> **GIVEN EXERCISE**:
Starting at the top of the records and stopping after the line that contains "POLYGON ((24 172, 54", rewrite those lines with "pink beanbag" changed to "pink bean bag" and everything else unchanged. Omit the picture from your answer.

## START MATERIAL PROVIDED

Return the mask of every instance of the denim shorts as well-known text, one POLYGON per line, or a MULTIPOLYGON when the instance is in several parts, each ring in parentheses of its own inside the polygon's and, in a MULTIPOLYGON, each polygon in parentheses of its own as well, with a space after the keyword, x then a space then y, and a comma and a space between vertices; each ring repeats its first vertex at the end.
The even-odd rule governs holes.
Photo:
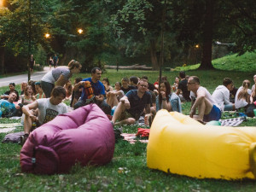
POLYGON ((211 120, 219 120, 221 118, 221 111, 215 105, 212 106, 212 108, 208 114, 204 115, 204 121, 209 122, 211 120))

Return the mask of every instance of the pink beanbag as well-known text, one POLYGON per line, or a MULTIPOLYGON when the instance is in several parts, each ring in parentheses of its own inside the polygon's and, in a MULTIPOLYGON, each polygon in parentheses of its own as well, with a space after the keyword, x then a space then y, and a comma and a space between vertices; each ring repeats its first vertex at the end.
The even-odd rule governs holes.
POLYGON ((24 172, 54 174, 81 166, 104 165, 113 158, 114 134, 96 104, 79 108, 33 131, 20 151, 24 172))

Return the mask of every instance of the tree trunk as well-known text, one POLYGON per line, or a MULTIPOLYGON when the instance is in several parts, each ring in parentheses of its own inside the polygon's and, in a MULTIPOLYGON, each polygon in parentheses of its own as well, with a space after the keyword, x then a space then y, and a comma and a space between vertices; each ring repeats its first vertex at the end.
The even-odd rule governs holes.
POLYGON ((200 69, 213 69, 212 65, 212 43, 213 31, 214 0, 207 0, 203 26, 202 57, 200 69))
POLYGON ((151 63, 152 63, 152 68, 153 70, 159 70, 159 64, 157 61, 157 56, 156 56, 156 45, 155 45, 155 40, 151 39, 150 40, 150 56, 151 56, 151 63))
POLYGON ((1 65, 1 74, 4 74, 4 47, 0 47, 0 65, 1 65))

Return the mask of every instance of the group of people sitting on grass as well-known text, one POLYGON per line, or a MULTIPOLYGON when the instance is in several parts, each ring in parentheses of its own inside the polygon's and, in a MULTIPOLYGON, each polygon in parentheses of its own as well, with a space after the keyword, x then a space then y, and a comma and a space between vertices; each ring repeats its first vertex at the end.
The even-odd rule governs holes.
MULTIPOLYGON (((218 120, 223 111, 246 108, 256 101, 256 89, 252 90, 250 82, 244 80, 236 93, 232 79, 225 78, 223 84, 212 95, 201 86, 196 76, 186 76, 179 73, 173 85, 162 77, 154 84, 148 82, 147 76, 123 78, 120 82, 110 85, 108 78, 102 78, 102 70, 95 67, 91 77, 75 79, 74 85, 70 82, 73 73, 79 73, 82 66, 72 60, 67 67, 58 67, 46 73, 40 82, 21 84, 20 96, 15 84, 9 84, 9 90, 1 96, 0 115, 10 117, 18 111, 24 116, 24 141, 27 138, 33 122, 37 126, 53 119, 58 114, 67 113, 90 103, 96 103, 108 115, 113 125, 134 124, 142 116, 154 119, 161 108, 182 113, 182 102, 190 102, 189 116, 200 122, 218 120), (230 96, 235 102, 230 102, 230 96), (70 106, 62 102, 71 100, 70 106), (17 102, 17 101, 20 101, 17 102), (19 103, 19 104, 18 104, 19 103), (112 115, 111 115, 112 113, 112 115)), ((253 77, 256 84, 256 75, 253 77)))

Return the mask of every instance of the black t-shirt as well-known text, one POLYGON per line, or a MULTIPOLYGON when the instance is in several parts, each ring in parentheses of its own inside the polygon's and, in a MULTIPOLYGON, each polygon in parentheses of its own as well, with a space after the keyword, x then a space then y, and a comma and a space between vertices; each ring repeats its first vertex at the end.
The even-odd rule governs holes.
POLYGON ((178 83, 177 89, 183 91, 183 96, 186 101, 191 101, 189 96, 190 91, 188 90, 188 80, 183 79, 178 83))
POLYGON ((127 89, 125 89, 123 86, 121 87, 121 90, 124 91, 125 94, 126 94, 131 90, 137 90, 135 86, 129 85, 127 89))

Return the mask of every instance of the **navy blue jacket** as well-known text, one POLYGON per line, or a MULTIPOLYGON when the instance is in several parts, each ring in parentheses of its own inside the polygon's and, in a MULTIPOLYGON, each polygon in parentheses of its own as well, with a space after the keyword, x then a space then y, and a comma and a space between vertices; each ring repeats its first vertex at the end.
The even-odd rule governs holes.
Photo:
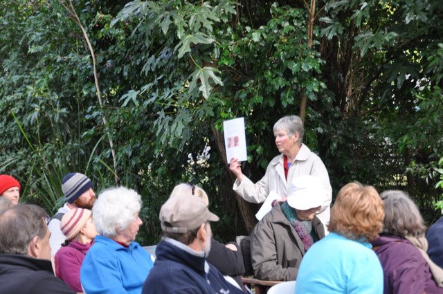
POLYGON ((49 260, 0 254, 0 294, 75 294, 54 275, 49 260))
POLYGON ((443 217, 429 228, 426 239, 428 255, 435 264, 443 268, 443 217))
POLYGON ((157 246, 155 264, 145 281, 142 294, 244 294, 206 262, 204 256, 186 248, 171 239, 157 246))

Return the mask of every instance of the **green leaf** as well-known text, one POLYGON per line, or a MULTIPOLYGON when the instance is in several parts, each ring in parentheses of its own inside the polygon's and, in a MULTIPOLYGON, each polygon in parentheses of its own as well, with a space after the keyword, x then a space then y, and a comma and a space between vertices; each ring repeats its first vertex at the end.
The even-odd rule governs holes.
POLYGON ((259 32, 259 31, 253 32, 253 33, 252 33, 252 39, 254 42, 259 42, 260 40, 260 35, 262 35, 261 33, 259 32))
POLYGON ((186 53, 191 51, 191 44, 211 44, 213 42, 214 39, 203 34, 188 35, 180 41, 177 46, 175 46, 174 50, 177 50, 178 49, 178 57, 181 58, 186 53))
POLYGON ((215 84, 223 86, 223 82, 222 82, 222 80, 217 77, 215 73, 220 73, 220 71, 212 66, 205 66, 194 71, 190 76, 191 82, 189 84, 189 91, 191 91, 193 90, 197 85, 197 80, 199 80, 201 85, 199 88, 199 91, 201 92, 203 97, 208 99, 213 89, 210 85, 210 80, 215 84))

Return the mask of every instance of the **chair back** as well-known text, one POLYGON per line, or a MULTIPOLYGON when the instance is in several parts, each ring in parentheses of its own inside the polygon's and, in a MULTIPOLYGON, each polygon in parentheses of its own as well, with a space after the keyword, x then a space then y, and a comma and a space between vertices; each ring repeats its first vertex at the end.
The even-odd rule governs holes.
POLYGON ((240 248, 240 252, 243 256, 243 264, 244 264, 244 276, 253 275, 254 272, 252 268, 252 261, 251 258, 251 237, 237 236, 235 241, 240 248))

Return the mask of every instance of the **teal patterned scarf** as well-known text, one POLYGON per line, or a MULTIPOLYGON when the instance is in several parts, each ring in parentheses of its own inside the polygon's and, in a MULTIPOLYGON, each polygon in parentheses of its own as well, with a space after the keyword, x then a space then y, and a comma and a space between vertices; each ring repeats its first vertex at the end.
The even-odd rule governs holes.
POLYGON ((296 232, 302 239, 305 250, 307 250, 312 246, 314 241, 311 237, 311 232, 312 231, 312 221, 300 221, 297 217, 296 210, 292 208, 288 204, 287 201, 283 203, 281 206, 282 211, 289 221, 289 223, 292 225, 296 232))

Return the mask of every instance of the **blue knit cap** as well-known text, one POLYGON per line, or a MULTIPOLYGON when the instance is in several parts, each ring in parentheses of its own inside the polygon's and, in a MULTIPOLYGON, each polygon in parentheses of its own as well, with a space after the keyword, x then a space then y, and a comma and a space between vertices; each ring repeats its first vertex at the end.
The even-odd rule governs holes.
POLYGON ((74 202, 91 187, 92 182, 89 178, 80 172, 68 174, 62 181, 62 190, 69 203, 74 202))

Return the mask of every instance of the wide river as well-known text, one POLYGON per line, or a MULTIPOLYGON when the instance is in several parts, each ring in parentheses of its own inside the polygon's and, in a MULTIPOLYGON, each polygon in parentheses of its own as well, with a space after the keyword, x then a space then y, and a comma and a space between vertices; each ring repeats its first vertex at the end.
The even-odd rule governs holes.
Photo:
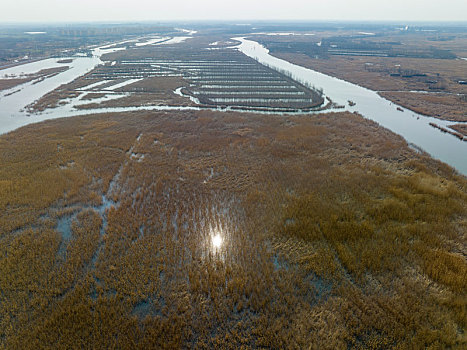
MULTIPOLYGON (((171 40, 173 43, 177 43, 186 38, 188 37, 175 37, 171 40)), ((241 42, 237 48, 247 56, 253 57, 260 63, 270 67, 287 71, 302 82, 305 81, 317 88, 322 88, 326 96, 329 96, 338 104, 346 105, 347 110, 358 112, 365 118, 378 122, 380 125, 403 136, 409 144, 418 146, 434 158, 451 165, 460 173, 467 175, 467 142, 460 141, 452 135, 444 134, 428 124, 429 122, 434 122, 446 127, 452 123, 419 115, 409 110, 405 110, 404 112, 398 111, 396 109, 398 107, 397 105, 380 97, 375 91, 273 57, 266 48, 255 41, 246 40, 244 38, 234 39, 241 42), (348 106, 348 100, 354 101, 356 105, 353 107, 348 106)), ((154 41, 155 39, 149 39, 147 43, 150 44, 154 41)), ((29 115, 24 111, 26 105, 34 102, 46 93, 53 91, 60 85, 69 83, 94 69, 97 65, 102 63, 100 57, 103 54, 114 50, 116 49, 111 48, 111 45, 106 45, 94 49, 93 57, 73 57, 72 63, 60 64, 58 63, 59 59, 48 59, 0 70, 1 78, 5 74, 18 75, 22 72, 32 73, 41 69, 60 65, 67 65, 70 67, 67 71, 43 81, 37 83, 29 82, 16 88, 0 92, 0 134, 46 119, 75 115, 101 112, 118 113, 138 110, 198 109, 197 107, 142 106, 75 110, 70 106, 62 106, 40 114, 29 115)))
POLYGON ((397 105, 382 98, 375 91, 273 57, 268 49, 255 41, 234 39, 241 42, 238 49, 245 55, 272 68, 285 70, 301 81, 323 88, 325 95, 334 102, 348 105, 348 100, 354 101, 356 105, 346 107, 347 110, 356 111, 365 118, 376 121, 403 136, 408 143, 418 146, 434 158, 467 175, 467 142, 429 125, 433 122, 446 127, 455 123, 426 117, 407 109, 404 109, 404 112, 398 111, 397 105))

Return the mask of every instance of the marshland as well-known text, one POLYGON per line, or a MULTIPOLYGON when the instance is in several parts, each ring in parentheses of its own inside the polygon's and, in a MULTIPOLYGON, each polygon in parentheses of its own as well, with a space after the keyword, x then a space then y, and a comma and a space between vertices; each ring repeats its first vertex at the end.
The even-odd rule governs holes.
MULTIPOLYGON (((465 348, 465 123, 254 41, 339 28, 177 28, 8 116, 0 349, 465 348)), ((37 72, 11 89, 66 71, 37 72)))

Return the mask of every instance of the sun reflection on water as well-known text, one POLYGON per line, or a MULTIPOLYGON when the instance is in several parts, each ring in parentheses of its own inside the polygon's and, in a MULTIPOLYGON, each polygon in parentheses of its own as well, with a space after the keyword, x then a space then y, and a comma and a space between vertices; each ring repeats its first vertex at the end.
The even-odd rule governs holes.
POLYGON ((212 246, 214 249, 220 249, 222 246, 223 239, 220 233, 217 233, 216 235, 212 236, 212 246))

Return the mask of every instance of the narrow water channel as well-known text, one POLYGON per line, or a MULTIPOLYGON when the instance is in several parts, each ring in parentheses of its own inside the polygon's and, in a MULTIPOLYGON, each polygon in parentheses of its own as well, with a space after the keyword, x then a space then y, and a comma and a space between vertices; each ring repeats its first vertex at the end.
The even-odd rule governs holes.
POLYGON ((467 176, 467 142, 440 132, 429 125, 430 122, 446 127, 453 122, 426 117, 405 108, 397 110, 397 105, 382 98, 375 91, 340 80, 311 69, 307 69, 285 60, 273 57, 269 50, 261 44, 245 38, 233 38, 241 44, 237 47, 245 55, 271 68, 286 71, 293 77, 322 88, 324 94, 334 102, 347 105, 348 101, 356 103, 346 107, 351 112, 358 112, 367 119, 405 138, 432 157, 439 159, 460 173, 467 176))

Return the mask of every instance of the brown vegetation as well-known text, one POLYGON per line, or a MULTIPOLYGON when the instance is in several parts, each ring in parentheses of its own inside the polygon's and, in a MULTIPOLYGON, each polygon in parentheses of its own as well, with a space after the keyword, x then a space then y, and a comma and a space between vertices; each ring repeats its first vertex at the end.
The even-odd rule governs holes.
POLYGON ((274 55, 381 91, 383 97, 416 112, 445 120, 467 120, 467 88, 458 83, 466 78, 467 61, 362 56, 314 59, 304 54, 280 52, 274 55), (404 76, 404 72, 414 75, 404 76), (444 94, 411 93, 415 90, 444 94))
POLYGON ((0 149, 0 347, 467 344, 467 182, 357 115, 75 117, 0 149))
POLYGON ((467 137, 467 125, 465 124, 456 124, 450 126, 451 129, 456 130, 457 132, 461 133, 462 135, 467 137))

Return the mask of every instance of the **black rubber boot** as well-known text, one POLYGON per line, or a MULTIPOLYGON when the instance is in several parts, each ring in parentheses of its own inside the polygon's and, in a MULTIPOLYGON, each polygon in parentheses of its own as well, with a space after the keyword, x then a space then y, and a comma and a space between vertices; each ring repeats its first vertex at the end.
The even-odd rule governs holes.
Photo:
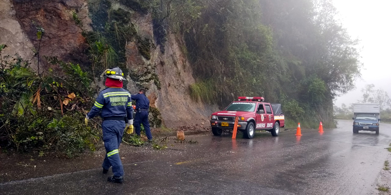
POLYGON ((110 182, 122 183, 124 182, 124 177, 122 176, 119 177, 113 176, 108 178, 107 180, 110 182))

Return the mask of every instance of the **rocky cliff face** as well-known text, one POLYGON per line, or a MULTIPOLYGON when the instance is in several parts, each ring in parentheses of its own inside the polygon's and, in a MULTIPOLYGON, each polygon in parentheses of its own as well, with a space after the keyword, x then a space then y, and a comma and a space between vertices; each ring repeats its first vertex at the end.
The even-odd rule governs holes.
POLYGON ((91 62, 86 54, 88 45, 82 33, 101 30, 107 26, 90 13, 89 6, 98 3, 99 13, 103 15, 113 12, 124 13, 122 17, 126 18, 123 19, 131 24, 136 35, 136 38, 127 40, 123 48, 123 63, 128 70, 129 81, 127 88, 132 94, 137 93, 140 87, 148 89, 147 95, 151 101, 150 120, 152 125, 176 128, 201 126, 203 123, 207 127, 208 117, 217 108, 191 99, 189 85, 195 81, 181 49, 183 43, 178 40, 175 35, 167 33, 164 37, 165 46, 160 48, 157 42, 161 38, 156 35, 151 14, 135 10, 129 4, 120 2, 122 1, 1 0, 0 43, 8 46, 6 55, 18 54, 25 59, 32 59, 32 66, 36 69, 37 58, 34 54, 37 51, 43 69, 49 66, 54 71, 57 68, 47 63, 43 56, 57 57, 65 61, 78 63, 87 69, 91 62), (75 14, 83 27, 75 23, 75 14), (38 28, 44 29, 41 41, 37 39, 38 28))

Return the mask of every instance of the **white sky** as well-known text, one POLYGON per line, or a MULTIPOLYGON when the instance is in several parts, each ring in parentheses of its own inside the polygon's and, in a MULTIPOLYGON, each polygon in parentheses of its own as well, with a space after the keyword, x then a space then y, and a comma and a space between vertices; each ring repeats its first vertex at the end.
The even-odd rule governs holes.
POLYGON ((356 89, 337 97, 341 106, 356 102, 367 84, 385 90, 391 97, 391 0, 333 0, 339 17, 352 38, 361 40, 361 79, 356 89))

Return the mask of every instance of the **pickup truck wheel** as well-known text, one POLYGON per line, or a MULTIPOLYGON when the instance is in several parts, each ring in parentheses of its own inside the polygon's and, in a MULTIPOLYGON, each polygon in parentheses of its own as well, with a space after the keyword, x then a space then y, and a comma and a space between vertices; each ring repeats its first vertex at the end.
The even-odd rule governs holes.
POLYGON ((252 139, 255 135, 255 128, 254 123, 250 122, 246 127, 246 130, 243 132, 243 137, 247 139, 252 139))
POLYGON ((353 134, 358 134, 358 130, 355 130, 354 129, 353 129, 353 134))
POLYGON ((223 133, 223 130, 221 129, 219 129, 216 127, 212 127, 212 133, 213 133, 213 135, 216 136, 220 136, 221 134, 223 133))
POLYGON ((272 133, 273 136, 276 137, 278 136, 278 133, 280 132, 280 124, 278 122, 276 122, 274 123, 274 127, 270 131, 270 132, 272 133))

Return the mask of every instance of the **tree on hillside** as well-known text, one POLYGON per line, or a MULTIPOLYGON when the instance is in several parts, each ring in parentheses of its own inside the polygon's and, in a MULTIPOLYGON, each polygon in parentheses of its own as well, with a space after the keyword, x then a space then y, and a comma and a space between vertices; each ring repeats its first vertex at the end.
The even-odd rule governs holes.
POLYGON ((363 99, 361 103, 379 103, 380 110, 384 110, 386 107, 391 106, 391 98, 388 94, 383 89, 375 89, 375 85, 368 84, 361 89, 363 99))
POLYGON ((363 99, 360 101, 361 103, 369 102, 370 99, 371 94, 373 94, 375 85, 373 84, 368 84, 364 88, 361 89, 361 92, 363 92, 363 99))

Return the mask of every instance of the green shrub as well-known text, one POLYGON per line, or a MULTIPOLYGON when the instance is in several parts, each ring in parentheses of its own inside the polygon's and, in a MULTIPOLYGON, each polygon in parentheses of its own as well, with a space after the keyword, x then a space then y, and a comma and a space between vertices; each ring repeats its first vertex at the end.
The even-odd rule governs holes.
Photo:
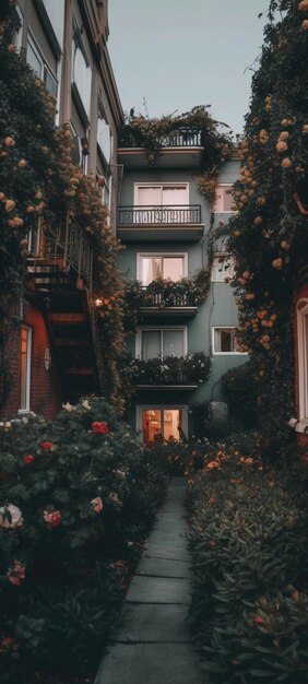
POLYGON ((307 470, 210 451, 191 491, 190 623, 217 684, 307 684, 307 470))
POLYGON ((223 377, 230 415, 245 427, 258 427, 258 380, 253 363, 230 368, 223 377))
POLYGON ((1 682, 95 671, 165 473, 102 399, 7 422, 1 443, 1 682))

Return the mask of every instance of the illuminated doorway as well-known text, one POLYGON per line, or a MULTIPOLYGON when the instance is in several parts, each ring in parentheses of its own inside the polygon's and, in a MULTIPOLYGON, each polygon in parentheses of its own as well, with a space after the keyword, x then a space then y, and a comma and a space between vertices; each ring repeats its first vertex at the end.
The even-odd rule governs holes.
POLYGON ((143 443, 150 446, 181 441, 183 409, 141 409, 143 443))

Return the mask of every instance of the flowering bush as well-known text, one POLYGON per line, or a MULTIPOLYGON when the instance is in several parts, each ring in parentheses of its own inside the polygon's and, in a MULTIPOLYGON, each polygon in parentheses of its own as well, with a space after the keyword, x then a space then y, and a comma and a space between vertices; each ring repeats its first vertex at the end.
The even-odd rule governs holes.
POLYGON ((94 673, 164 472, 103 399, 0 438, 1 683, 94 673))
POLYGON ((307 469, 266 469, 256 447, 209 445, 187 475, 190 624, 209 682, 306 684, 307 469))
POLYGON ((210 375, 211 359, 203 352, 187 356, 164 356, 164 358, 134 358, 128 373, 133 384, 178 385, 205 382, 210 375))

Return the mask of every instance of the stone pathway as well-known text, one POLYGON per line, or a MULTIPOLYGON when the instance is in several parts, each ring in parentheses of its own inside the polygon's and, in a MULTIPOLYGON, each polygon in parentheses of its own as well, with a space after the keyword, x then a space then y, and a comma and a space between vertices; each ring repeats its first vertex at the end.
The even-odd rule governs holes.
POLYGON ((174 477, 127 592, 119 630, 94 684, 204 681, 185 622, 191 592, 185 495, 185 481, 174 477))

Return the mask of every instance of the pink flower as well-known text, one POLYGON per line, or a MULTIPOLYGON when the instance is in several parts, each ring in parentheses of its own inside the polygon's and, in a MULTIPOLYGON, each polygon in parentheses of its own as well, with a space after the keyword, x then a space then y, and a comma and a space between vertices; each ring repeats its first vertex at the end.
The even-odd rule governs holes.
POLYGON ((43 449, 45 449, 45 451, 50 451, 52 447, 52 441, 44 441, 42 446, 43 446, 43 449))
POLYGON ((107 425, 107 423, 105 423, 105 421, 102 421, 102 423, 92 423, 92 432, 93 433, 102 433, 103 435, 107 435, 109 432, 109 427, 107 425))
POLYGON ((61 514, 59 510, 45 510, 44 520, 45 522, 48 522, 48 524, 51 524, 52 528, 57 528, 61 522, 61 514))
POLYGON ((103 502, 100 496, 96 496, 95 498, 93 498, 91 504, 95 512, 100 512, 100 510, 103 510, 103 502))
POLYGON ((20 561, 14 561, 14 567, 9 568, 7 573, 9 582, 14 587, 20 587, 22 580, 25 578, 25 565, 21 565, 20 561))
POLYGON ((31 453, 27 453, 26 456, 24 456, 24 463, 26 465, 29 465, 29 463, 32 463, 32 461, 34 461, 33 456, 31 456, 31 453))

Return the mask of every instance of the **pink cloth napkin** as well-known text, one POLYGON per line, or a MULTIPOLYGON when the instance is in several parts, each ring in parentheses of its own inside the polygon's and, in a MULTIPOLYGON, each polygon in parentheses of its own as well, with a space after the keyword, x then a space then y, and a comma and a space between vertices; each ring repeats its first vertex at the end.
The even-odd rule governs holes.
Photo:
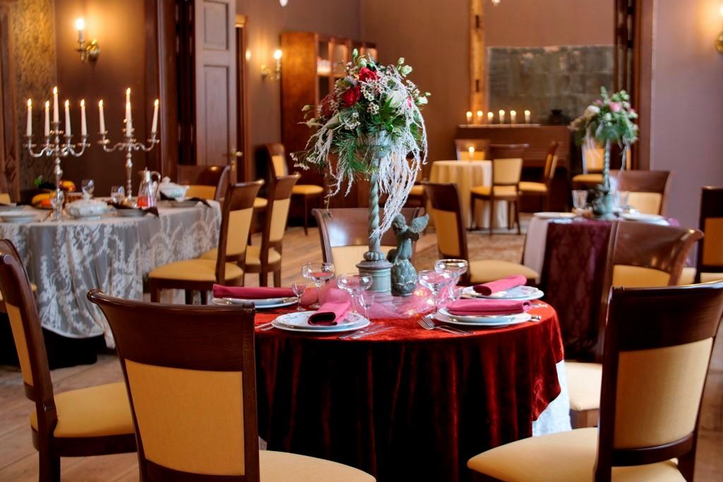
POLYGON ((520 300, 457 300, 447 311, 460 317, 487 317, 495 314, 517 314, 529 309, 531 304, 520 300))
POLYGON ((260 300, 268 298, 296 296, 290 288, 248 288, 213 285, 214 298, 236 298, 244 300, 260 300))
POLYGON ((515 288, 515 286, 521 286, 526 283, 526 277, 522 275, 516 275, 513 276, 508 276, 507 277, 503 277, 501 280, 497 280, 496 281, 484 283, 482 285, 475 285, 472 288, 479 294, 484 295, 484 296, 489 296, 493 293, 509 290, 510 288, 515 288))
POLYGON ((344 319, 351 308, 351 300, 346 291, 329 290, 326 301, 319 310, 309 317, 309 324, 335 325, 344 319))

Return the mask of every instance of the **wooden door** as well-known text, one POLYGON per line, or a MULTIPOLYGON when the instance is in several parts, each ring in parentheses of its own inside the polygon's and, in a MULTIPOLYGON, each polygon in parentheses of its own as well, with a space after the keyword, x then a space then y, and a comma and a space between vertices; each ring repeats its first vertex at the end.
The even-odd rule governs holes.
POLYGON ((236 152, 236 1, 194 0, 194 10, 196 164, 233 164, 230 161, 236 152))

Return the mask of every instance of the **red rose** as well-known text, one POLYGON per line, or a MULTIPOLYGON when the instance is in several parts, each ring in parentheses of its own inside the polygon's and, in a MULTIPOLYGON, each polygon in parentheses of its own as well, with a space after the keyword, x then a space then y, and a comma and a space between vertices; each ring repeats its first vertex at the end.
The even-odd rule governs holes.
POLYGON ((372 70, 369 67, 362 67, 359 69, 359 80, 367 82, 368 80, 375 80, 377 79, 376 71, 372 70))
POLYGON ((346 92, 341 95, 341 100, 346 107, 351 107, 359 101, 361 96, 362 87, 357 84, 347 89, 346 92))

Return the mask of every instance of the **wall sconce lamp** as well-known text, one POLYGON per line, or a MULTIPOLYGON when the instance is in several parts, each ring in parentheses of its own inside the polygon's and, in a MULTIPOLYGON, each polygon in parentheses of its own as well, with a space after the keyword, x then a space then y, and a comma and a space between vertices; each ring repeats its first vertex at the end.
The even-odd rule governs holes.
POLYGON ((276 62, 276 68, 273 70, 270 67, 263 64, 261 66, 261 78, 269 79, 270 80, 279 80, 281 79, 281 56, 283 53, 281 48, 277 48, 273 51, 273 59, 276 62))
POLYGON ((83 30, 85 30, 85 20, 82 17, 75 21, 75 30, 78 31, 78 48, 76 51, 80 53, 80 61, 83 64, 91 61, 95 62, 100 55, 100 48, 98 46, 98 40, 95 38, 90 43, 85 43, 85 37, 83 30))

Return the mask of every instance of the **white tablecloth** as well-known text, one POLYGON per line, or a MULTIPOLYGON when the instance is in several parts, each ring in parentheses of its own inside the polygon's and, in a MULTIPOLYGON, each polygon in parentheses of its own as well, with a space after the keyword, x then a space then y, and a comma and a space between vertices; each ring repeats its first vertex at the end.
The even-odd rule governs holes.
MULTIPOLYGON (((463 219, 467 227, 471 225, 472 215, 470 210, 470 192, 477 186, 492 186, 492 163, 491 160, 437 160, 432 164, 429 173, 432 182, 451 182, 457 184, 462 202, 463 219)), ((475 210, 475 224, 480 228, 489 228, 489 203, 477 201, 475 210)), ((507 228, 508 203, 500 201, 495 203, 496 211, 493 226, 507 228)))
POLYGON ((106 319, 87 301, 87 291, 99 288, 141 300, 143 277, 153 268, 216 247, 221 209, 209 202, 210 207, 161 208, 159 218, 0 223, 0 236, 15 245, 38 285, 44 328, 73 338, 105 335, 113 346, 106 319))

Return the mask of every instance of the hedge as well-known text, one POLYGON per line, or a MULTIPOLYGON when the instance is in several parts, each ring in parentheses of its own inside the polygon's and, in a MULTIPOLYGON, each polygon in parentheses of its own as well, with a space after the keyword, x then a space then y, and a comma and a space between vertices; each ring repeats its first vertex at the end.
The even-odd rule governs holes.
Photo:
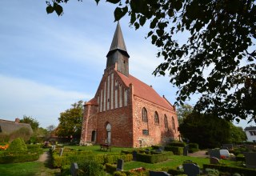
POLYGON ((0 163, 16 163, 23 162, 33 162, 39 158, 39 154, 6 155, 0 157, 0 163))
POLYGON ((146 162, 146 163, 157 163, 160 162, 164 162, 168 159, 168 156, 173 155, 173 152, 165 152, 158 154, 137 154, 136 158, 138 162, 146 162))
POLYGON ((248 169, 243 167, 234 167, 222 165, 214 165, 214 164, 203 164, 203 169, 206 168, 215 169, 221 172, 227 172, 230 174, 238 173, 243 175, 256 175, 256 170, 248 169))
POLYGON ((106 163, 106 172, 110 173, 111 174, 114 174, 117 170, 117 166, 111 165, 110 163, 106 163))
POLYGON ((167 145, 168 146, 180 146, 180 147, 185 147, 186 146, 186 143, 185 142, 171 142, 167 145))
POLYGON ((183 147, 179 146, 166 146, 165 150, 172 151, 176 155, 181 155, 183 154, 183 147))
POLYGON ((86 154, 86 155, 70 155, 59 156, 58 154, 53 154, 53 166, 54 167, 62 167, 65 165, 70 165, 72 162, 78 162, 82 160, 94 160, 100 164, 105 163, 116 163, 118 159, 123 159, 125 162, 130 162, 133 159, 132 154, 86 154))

## END MATERIAL PROVIDED

> **FINAL RESULT**:
Return the mask of every instance of the denim shorts as well-known text, one POLYGON per line, or a MULTIPOLYGON when the instance is in several parts, each ring in parentheses of its own inside the polygon's and, in a MULTIPOLYGON, each polygon in parentheses of its own as well, with a space after the keyword, x then a space then y, and a comma and a space between vertices; each ring repeats its first vertex at the end.
The even-odd rule governs holes.
Photo:
POLYGON ((211 120, 219 120, 221 118, 221 111, 215 105, 212 106, 212 108, 208 114, 204 115, 204 121, 209 122, 211 120))

Return the mask of every instance of the pink bean bag as well-known text, one POLYGON per line, or a MULTIPOLYGON when the instance is in several parts, each ring in parentheses of its own inside the polygon's and, in a MULTIPOLYGON, each polygon in parentheses of its own as well, with a space after the keyword, x then a space then y, and a comma and a space between vertices; each ring repeats its first vertex at the end.
The even-odd rule governs holes.
POLYGON ((24 172, 54 174, 81 166, 104 165, 113 158, 114 134, 96 104, 79 108, 33 131, 20 151, 24 172))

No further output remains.